• [What is required]: Line tally for the word "umbrella": count the lines below that contain it and reply with the number alone.

• [Data]:
********

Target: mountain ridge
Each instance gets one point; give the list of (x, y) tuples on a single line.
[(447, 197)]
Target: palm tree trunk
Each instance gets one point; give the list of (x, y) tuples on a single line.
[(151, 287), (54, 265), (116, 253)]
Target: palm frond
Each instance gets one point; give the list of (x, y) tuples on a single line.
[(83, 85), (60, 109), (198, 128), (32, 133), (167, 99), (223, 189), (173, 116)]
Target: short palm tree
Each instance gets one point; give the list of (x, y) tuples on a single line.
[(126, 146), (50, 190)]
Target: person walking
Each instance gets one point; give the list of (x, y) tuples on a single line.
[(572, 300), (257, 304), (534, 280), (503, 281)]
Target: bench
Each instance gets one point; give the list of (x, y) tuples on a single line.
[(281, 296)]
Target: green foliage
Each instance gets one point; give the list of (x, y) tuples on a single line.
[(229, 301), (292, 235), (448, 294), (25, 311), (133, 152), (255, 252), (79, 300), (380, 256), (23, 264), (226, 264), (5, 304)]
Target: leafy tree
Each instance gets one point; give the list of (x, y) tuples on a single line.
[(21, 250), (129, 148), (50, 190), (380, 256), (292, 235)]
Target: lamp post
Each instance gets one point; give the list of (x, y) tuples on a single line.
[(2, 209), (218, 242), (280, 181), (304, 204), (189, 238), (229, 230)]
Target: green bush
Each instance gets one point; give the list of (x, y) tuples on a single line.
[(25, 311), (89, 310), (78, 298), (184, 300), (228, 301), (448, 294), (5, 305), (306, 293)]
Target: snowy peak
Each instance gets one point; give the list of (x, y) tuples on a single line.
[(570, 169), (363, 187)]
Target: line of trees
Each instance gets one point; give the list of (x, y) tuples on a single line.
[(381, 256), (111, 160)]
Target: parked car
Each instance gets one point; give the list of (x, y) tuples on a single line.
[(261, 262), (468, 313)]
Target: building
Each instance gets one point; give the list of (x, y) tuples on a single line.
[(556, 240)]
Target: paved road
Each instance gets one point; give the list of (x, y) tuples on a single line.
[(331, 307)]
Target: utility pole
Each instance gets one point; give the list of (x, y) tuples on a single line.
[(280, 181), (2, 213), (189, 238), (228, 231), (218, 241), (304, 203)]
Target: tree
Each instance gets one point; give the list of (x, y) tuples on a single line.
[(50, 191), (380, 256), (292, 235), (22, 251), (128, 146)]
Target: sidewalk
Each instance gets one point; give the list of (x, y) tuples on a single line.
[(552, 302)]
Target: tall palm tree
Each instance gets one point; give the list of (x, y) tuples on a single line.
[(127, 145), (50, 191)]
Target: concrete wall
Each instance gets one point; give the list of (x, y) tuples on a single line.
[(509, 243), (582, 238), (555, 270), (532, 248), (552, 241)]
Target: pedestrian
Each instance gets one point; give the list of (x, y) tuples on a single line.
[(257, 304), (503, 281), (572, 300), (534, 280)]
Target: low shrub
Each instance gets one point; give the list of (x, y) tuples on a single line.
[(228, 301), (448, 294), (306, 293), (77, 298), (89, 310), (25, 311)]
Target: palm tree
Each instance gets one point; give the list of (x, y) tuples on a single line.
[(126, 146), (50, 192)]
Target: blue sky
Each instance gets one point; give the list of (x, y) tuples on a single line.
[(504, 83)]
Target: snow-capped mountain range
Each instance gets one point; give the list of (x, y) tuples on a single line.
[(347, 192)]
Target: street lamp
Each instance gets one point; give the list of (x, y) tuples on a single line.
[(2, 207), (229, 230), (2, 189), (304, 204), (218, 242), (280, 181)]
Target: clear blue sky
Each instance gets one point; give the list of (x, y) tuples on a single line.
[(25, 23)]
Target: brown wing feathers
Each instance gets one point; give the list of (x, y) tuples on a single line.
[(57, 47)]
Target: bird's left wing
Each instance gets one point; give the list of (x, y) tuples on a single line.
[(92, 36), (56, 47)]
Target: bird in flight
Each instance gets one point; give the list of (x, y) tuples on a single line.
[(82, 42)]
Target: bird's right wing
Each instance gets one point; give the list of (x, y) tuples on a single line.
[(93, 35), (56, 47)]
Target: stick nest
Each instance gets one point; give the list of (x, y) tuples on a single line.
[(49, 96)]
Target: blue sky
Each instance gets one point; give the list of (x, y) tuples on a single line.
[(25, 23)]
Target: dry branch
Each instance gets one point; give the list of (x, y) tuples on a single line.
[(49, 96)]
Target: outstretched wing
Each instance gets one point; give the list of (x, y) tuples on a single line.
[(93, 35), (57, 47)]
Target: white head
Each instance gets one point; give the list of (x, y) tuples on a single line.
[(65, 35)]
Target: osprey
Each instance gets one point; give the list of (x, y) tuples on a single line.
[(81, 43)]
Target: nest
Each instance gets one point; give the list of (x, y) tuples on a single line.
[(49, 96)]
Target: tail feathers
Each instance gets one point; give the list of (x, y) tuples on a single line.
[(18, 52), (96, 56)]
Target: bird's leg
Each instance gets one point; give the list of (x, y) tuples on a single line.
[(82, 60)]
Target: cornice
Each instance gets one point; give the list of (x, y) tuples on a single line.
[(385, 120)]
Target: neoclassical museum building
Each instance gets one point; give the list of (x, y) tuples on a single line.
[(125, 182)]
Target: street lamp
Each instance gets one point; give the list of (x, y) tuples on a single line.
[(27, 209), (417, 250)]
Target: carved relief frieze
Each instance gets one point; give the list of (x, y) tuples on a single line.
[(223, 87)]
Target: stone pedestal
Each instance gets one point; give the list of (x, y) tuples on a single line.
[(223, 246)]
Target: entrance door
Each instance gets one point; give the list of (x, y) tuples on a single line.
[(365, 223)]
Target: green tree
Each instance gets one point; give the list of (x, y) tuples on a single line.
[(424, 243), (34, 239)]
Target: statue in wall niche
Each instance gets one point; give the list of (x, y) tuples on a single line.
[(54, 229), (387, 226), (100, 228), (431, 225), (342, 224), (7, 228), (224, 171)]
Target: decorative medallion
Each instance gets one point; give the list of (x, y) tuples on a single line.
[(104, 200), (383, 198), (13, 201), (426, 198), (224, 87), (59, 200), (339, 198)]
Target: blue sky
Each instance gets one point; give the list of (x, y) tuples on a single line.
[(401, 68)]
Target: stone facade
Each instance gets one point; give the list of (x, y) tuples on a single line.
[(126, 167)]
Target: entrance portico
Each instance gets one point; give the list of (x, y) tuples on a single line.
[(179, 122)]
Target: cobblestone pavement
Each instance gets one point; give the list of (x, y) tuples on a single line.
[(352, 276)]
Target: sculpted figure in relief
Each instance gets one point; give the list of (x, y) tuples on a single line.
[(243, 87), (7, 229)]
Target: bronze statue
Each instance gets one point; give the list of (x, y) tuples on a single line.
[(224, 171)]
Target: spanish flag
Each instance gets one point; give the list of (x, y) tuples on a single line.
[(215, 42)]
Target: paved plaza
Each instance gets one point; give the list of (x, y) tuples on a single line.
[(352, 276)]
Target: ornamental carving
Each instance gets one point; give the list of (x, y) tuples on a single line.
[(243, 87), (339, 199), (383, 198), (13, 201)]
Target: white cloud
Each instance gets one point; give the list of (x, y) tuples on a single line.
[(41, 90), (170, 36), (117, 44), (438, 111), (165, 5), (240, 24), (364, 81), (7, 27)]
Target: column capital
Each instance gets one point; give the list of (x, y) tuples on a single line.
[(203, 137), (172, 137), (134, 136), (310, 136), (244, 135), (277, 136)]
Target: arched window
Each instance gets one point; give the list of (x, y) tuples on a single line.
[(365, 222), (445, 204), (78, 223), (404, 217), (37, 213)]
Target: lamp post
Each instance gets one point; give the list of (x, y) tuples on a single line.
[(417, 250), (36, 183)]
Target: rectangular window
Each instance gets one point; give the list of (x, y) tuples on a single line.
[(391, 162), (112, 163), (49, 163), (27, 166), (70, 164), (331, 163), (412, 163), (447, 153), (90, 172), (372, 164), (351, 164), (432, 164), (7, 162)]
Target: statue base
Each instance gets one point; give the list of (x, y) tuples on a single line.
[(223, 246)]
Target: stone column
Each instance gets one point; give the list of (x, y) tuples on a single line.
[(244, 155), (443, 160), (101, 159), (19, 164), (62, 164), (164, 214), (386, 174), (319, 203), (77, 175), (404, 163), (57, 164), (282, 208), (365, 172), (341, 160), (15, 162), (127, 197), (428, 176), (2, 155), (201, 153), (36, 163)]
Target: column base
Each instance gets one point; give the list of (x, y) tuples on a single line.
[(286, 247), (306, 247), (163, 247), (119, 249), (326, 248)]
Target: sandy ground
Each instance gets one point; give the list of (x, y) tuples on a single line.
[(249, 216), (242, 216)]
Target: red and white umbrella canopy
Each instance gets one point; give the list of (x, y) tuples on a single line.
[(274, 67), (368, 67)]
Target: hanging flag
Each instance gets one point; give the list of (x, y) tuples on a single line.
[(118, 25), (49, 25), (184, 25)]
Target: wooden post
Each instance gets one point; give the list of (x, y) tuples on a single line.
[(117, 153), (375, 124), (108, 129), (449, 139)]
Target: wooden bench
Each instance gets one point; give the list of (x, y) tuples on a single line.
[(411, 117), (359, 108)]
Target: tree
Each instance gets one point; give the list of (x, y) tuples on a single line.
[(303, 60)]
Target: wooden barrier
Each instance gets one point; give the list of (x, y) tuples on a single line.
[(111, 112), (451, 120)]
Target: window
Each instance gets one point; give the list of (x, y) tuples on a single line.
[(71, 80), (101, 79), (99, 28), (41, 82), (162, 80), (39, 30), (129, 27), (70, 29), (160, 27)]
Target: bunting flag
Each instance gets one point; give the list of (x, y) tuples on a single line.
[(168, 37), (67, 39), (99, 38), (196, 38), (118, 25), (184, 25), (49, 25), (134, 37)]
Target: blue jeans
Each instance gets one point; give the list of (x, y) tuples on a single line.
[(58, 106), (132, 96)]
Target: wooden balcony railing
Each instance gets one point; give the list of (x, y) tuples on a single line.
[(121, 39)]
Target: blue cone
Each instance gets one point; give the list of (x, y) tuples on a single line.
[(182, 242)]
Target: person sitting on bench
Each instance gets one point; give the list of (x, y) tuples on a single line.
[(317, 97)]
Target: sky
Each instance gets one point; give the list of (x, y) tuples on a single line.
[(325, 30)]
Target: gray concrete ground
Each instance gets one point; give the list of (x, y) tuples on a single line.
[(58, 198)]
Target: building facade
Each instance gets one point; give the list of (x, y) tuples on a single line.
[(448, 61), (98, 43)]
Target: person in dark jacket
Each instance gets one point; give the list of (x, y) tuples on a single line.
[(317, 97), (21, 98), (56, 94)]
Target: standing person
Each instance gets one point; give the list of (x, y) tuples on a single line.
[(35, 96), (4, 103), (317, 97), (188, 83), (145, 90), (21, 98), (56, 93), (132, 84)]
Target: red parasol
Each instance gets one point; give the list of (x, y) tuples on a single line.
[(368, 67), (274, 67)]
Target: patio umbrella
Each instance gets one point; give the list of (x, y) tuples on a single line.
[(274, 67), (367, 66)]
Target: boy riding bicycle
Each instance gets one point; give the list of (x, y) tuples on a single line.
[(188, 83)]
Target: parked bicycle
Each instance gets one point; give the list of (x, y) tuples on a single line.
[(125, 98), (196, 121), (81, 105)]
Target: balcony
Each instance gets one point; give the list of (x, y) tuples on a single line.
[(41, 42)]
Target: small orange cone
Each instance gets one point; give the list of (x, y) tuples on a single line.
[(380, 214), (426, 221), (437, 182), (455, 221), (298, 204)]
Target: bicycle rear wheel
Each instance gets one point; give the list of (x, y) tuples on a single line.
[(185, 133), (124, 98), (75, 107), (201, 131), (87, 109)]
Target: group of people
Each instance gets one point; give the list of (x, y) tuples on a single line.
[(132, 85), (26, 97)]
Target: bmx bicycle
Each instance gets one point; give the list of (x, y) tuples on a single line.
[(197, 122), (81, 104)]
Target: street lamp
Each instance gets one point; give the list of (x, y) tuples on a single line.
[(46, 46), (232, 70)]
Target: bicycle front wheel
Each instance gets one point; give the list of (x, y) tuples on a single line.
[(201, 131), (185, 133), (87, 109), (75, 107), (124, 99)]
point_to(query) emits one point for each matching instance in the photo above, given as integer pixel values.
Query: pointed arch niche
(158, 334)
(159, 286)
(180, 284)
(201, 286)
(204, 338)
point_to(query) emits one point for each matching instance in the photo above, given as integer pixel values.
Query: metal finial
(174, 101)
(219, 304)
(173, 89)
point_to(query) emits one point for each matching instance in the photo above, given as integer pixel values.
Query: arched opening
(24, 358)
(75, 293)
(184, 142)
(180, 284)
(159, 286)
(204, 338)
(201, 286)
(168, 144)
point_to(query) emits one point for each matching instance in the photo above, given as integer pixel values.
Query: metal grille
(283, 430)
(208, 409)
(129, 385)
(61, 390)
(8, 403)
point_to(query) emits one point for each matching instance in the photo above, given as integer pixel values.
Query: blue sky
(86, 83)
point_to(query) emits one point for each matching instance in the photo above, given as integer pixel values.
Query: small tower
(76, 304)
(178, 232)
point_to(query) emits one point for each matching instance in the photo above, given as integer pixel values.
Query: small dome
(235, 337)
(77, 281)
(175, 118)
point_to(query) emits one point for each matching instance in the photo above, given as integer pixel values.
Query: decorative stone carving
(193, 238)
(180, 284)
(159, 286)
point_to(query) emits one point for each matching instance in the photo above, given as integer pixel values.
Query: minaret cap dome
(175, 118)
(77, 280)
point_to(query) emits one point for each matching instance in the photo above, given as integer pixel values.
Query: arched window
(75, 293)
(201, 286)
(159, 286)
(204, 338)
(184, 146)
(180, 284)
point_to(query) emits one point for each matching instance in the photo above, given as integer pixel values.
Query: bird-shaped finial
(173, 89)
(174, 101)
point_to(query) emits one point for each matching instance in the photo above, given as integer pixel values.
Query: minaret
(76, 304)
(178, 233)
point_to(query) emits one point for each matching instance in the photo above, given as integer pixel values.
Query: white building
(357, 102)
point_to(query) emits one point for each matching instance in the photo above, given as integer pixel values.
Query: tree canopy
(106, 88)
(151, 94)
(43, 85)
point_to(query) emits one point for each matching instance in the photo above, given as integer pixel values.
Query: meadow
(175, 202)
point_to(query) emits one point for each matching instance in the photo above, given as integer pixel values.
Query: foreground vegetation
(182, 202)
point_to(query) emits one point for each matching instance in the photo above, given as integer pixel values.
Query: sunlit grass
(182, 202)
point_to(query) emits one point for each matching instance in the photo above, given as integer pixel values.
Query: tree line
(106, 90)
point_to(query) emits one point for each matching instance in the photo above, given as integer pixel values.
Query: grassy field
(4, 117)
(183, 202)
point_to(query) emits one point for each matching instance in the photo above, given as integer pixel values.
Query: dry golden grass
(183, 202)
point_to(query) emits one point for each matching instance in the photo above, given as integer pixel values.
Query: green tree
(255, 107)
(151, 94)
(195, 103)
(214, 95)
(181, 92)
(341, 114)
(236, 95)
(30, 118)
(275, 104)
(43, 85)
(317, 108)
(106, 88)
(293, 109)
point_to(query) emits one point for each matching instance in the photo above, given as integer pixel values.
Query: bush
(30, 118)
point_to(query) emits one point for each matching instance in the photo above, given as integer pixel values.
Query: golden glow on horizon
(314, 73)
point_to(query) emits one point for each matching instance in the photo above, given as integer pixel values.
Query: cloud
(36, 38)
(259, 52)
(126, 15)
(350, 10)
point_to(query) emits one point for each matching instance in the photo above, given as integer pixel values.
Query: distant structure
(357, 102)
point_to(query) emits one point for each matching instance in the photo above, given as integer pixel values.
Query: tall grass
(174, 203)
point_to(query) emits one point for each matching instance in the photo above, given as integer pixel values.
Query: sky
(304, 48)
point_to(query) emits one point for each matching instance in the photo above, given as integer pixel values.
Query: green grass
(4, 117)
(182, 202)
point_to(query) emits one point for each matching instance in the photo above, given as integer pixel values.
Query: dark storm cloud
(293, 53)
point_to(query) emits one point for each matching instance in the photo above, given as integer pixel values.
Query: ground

********

• [Exercise response]: 2